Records
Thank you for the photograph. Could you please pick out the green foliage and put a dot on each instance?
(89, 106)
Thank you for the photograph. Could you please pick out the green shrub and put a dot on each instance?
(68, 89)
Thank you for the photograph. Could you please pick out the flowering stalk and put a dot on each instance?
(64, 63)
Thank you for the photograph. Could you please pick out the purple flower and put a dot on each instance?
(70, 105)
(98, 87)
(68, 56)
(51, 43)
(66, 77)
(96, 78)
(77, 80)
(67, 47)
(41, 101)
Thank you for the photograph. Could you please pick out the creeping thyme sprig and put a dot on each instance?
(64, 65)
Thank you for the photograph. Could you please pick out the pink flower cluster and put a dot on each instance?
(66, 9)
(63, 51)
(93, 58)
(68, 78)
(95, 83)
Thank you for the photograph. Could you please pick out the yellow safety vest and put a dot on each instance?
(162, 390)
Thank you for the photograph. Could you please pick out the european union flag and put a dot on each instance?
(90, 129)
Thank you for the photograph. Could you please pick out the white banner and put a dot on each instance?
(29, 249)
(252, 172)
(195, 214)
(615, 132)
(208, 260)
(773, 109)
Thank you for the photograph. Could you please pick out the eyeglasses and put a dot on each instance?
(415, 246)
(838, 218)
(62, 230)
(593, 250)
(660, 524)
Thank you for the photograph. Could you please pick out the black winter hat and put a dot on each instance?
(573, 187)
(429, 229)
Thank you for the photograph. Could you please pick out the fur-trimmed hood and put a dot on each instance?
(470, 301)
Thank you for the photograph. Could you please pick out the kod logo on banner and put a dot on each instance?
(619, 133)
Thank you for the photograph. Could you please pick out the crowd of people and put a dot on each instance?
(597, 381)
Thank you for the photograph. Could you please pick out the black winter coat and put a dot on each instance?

◆ SET EXERCISE: Render every line of the entries above as a Markdown table with the columns "No." and "Entry line," numbering the rows in order and skipping blank lines.

◆ IN RESPONSE:
| No. | Entry line |
|---|---|
| 1 | Thank you for the photograph. Could you please pick out the green foliage and put a dot on each instance? |
| 2 | (89, 106) |
| 3 | Thank you for the photograph. Could you please pick out the green shrub and put a dot on each instance? |
| 4 | (68, 89) |
| 5 | Thank you for the photograph. Could you please pick out the flowering stalk and put a dot on each instance? |
| 6 | (64, 63) |
| 7 | Thank you for the photograph. Could you please pick out the purple flower and put a dot on each instance? |
| 8 | (70, 105) |
| 9 | (98, 87) |
| 10 | (68, 56) |
| 11 | (51, 43) |
| 12 | (66, 77) |
| 13 | (96, 78) |
| 14 | (77, 80) |
| 15 | (67, 47) |
| 16 | (41, 101) |
| 17 | Thank you for the photograph. Could you please pick out the creeping thyme sprig and put a dot on each instance? |
| 18 | (64, 65) |
| 19 | Thank you for the photograph. Could you please pick out the pink flower cluster and put a dot on each instance? |
| 20 | (66, 9) |
| 21 | (63, 51) |
| 22 | (93, 58) |
| 23 | (68, 78) |
| 24 | (95, 83) |
| 25 | Thank you for the photograph. Could you please pick out the yellow safety vest and put a dot on each instance? |
| 26 | (162, 390) |
| 27 | Thank you for the photograph. Could you please pick out the european union flag and put a dot on each instance? |
| 28 | (90, 129) |
| 29 | Thank you for the photograph. Could you please pick out the white banner and put a dot on each instance? |
| 30 | (29, 249) |
| 31 | (252, 172) |
| 32 | (195, 214) |
| 33 | (615, 132) |
| 34 | (208, 260) |
| 35 | (773, 109) |
| 36 | Thank you for the photograph. Could you please pick out the eyeglasses and put a dot on each instance? |
| 37 | (415, 246) |
| 38 | (838, 218) |
| 39 | (62, 230) |
| 40 | (593, 250) |
| 41 | (660, 524) |
| 42 | Thank you for the photograph. Could you please pick out the black winter hat and put a dot on each instance? |
| 43 | (573, 187) |
| 44 | (429, 229) |
| 45 | Thank you for the photograph. Could you please pick out the fur-trimmed hood and put a dot on each instance? |
| 46 | (470, 301) |
| 47 | Thank you for the photograph. Could you please pick out the kod logo on banner and put a dot on each instance? |
| 48 | (619, 133) |
| 49 | Thank you for the photograph. Could you please pick out the crowd of people and put a dot on each instance? |
| 50 | (597, 381) |
| 51 | Thank you for the photograph. Could you please pick out the black winter coat and put a dot on each instance? |